## Task objective
Copy out the lines word for word, from the line holding "fish head, one point per instance" through the end, including both ends.

## Entries supplied
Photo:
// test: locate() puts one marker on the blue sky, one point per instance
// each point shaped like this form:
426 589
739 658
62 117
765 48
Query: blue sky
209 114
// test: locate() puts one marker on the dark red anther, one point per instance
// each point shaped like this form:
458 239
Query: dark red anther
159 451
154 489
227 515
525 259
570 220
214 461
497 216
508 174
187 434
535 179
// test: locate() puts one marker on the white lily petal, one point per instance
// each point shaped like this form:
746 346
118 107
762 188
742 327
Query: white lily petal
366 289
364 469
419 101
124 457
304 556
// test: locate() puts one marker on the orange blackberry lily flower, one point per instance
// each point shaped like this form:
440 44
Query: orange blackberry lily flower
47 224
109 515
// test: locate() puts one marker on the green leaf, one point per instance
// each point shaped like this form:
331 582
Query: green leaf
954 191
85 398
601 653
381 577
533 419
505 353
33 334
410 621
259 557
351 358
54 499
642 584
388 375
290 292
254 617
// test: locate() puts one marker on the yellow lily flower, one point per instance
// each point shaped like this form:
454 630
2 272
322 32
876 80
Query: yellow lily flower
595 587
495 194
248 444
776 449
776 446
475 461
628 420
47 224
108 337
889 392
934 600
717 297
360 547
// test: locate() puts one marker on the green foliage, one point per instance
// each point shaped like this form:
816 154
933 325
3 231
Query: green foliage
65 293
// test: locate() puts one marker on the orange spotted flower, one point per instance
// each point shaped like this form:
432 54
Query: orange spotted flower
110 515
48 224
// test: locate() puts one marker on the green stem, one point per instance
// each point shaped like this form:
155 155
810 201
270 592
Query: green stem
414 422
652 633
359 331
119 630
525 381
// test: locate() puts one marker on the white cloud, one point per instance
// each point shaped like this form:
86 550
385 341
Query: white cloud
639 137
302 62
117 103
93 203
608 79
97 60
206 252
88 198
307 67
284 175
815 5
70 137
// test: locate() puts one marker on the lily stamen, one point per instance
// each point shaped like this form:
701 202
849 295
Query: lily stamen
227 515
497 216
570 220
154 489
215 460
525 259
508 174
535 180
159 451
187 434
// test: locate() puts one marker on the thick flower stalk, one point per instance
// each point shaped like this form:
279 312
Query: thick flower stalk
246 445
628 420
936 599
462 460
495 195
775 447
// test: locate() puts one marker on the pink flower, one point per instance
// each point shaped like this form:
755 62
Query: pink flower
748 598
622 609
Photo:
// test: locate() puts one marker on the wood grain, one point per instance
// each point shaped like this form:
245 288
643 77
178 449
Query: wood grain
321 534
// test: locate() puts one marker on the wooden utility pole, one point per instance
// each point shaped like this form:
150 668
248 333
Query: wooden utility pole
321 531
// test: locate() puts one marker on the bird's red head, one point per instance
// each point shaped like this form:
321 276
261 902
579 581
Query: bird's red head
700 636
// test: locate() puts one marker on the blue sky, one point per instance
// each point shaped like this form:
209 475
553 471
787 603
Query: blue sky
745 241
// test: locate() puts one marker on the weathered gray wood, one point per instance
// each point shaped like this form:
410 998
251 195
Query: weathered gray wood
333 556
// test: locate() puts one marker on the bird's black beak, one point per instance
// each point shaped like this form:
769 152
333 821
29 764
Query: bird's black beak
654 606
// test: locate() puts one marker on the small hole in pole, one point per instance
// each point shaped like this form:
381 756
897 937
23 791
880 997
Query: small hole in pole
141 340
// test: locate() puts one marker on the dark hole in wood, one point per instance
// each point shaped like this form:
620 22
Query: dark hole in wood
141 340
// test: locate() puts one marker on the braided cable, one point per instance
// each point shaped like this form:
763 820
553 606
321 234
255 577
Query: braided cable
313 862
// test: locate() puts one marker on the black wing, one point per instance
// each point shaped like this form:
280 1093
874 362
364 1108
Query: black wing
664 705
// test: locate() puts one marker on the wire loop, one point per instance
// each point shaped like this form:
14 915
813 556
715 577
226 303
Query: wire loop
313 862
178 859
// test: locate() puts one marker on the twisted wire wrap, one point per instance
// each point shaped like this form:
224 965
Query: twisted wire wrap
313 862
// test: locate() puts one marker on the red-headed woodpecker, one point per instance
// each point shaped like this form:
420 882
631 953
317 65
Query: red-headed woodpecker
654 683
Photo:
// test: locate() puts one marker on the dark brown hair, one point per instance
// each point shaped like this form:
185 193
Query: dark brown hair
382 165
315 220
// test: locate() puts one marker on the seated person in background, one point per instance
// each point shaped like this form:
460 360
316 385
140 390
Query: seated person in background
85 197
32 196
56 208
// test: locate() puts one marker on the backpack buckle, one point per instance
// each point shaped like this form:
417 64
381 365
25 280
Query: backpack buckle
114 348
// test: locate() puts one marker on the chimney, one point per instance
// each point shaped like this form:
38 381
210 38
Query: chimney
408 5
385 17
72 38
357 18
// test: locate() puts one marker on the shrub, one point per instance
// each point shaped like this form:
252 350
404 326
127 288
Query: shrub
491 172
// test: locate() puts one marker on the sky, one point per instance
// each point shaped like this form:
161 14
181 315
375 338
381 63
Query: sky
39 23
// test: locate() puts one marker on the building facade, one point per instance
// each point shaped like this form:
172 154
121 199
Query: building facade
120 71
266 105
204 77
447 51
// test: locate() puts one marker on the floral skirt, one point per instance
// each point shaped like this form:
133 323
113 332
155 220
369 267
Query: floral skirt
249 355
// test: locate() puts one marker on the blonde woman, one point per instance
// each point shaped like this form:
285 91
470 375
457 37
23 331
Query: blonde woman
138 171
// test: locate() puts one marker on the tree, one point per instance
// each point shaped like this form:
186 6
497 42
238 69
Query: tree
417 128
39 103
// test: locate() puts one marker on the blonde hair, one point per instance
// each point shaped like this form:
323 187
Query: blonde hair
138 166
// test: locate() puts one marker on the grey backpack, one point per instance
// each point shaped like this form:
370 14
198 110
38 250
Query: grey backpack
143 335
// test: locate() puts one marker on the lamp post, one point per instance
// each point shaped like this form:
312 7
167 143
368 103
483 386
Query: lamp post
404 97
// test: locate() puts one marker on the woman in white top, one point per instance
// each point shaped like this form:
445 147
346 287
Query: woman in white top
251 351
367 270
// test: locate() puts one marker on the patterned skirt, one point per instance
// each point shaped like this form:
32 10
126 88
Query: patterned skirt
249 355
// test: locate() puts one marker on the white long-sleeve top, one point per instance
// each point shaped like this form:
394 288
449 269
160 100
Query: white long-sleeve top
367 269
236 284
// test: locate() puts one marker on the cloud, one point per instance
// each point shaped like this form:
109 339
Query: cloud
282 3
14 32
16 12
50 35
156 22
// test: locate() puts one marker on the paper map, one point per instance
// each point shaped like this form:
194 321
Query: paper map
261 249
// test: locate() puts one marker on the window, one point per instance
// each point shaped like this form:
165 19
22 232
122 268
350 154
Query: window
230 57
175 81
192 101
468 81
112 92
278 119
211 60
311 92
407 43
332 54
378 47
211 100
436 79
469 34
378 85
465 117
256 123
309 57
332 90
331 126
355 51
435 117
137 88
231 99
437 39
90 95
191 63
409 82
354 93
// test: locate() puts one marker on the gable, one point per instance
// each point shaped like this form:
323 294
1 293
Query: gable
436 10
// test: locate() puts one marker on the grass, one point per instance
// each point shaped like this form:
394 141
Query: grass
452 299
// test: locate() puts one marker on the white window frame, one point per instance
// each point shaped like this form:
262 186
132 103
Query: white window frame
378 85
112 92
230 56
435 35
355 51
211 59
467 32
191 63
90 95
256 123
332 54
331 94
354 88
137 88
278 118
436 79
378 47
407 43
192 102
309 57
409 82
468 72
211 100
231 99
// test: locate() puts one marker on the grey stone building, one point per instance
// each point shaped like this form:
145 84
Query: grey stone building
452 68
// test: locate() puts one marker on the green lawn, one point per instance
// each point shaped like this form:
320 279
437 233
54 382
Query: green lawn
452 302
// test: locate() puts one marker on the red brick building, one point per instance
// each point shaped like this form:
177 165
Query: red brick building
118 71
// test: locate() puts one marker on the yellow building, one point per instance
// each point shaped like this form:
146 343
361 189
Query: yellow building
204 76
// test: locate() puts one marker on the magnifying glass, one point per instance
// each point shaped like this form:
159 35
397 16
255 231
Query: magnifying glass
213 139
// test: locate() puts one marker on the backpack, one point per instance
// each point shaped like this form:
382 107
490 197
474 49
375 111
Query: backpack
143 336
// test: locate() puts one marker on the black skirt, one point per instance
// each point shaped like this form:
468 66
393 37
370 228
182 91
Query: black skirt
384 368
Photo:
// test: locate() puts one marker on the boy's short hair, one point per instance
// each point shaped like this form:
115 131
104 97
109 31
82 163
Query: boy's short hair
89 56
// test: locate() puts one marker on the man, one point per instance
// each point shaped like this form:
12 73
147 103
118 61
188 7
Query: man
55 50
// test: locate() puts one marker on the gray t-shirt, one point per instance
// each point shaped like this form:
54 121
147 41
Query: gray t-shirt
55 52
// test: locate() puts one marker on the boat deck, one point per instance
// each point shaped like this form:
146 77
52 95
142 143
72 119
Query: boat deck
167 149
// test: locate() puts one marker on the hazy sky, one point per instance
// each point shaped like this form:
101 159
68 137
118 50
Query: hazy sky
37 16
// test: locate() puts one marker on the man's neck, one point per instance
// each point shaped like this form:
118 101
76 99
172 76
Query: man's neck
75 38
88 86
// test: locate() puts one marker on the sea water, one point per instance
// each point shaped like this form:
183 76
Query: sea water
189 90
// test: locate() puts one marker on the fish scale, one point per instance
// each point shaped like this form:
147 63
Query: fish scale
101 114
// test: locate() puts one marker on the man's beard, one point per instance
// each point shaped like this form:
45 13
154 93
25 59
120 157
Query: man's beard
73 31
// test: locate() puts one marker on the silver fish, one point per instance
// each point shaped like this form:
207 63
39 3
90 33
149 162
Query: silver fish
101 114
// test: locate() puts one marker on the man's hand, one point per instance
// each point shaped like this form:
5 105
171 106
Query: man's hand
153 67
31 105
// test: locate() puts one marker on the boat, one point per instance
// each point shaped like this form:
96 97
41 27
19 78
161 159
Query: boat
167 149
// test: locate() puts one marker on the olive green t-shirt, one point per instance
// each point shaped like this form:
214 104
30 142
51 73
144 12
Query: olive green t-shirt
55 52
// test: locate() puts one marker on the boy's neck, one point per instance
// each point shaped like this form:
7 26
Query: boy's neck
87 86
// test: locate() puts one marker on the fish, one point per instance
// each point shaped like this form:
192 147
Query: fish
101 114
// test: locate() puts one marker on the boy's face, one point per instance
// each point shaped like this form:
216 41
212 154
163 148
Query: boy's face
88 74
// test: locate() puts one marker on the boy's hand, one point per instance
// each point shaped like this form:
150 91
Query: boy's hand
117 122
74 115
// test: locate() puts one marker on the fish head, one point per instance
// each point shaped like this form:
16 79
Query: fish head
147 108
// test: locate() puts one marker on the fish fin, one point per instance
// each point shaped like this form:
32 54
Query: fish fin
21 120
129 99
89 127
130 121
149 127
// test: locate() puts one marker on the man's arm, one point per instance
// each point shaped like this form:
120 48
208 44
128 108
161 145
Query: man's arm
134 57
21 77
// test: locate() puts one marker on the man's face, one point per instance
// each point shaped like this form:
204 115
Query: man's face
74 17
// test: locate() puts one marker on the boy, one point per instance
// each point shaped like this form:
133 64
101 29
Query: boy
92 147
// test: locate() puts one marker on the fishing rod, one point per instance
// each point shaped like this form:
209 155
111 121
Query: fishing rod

## Task response
// test: locate() puts one marker on the fish head, one point per instance
// each point shaped like this form:
16 79
Query: fish head
147 108
// test: locate() puts one marker on the fish fin, one point per instance
// each point shaped like this form:
32 54
Query: fish fin
21 120
129 99
89 127
130 121
149 127
// test: locate() puts one marker on the man's arm, one point per instance
// each point shaped like this form:
120 48
208 44
128 108
161 145
Query: man's arm
134 57
21 77
// test: locate() puts one marker on the man's face, one point per instance
// each point shaped like this form:
204 115
Query: man's face
74 17
// test: locate() puts one marker on the boy, one point per instance
// each point shaped like this form:
133 64
101 29
Query: boy
92 147
// test: locate() puts one marker on the fishing rod, one point per instance
// each point shaped like this form:
209 155
111 121
Query: fishing rod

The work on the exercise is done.